Required work:
Return the lines beginning at the one that contains "the green topiary" and continuing to the end of the entries, including both ends, exactly as written and nothing else.

Records provided:
———

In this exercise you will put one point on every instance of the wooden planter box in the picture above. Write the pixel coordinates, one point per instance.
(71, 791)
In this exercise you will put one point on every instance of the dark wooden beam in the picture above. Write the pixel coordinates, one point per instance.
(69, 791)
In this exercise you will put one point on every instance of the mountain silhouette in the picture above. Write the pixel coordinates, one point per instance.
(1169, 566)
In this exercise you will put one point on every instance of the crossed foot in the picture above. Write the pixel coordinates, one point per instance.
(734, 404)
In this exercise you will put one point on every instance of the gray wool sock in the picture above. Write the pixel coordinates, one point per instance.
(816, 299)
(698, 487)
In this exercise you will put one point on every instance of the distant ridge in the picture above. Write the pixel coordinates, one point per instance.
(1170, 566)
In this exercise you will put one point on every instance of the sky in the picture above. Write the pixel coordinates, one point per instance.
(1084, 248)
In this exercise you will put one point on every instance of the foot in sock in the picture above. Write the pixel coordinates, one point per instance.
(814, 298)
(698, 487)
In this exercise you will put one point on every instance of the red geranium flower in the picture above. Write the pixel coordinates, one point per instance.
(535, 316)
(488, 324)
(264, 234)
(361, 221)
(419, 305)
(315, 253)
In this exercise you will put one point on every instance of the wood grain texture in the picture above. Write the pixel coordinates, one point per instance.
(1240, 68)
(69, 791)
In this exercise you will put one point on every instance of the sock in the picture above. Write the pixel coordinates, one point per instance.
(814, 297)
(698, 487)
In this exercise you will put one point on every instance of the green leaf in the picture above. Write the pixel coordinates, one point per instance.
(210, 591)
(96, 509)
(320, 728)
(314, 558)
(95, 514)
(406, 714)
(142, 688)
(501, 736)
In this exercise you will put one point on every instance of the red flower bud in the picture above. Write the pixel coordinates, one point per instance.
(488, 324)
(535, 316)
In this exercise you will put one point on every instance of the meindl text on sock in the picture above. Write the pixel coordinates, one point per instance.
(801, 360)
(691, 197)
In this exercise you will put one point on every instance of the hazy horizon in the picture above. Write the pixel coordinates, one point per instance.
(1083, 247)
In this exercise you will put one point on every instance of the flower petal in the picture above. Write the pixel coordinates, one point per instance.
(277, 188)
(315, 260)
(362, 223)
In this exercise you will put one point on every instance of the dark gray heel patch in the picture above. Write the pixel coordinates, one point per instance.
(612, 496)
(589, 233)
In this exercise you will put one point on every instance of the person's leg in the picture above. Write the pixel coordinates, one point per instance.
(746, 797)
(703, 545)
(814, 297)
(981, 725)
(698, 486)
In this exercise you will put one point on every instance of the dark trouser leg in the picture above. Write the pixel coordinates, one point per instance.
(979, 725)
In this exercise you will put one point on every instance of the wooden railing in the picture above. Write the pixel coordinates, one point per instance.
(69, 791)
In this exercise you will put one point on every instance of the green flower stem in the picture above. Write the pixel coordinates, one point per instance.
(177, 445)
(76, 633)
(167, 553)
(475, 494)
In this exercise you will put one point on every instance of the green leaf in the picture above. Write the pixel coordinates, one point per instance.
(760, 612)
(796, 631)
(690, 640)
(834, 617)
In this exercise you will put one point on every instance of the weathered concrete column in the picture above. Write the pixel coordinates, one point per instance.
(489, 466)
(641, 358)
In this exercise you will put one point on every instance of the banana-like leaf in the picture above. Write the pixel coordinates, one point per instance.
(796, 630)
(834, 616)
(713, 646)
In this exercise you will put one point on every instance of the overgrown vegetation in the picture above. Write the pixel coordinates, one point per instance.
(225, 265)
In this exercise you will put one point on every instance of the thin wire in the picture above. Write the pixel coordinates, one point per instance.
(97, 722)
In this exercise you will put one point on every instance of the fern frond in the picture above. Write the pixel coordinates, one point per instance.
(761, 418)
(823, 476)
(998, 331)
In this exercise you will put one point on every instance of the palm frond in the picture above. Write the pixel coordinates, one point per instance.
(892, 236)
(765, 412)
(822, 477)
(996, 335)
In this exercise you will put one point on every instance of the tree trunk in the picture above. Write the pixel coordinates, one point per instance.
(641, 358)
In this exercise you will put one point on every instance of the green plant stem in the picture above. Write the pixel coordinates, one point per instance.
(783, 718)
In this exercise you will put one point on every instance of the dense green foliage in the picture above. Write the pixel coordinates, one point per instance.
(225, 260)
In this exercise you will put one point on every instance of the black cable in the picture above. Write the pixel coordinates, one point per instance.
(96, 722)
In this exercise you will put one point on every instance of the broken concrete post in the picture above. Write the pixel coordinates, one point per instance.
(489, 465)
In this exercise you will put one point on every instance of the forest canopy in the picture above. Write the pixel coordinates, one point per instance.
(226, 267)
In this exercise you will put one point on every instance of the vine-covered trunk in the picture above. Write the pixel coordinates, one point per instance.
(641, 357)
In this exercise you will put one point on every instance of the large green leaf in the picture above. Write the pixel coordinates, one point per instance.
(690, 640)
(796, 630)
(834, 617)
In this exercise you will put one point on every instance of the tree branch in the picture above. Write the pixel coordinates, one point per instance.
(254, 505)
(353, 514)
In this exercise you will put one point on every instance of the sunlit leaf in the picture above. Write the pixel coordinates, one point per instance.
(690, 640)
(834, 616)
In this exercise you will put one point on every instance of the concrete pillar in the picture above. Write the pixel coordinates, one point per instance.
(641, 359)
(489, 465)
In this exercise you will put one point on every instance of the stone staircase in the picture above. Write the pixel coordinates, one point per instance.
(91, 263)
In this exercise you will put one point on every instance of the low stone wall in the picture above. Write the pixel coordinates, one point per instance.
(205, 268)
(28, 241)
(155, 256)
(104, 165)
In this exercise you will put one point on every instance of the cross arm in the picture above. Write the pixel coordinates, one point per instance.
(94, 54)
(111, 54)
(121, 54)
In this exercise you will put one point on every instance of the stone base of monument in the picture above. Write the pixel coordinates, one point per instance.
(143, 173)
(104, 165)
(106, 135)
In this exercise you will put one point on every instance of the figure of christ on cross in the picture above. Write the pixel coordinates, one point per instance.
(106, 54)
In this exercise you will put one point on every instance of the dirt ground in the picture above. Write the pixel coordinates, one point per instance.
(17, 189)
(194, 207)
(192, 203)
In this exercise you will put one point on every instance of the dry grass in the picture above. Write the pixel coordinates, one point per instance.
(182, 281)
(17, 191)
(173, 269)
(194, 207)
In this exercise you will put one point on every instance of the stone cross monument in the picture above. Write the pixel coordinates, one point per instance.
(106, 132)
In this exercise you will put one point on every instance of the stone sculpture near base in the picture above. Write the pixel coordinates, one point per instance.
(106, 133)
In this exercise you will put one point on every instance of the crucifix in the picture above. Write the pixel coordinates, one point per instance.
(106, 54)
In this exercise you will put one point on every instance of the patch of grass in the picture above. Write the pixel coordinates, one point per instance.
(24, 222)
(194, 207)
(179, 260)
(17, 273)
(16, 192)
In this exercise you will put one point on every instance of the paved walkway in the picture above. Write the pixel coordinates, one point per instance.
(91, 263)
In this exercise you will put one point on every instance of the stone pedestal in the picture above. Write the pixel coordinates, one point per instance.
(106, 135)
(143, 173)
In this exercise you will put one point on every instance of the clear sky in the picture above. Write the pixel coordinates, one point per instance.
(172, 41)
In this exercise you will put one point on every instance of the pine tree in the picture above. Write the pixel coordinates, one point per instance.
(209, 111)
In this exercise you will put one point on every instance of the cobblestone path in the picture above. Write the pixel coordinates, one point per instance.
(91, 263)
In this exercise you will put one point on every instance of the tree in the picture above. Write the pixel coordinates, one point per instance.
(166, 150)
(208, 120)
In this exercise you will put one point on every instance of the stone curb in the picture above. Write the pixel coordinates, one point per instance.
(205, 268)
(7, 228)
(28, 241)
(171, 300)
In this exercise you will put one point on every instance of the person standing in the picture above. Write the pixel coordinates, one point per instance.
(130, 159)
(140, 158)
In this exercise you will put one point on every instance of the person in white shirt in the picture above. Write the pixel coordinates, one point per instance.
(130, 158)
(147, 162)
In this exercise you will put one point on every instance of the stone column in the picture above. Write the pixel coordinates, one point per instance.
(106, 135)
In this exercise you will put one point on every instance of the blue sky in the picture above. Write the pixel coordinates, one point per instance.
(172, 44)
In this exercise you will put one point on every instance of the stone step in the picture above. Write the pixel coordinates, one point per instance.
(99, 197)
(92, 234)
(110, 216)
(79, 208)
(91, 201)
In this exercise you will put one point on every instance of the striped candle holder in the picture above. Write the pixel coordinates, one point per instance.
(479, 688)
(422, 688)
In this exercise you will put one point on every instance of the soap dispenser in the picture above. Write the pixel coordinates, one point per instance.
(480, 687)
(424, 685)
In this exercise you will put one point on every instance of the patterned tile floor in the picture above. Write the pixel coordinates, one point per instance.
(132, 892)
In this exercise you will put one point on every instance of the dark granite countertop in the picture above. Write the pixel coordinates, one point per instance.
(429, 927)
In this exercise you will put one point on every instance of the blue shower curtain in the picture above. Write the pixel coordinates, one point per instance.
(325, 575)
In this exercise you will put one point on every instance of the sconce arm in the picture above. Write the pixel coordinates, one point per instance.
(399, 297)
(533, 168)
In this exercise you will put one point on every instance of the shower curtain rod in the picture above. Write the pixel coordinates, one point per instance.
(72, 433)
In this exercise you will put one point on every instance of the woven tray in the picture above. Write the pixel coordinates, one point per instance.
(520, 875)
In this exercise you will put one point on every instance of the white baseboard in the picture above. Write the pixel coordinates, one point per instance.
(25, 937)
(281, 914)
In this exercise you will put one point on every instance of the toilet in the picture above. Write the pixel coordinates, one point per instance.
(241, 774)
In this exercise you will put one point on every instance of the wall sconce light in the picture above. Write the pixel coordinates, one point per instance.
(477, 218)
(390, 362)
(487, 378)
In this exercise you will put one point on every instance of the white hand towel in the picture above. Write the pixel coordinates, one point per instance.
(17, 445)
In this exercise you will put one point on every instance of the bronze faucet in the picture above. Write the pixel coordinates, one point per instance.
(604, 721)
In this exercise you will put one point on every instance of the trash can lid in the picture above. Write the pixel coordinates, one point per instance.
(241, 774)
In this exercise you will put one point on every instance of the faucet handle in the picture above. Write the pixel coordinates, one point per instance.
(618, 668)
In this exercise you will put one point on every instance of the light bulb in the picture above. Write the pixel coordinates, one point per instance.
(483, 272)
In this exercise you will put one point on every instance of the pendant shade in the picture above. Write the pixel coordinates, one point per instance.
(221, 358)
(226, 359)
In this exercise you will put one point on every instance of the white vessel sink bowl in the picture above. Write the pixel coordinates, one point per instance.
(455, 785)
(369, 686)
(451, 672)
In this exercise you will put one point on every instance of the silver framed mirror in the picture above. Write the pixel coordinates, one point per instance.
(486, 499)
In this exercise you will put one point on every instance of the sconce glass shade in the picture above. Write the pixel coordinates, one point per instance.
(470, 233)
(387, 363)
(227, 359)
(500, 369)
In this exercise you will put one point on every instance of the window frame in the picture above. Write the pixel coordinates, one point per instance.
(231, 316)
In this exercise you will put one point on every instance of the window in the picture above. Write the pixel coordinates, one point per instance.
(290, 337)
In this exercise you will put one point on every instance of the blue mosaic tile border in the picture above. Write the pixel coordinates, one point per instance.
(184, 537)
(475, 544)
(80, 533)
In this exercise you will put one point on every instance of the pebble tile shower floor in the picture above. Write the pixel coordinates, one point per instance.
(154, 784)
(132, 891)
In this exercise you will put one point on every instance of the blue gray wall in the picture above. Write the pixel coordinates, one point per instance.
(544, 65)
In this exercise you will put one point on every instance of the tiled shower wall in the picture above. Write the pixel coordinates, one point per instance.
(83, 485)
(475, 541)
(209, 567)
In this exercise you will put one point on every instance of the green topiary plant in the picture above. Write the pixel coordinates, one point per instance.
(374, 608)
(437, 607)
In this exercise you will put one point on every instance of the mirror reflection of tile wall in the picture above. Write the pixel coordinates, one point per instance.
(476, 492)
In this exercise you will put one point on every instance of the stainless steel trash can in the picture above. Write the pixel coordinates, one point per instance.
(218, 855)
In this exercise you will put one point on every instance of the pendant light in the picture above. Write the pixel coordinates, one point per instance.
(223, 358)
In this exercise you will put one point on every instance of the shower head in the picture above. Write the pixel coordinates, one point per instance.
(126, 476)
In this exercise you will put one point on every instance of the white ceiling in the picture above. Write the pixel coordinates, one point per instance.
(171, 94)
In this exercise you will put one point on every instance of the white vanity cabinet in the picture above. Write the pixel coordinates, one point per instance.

———

Solution for this problem:
In this exercise you will put one point on every instance of the green topiary plant in the picture above. Write the pixel coordinates, one point per instance.
(374, 608)
(437, 607)
In this exercise you will put one point on every instance of the mirror reflection of tile wall in the picture above. Write the pixel coordinates, one point per instance.
(476, 492)
In this exercise you will put one point on every instance of the stainless steel trash can in the picture above. Write the pixel coordinates, one point per instance.
(218, 855)
In this exercise you will put one point on every instance of the pendant light in the picture above. Write the pixel coordinates, one point per instance.
(223, 358)
In this exercise you will put one point on every instance of the shower head in the picture above. Write the pixel coordinates, one point per instance.
(126, 476)
In this exercise you will put one point on every instance of the white ceiling in the picture above. Write the pixel coordinates, one point per instance.
(171, 94)
In this exercise you will put one point on every instance of the white vanity cabinet in the picture above. Write the pixel coordinates, one point per instance.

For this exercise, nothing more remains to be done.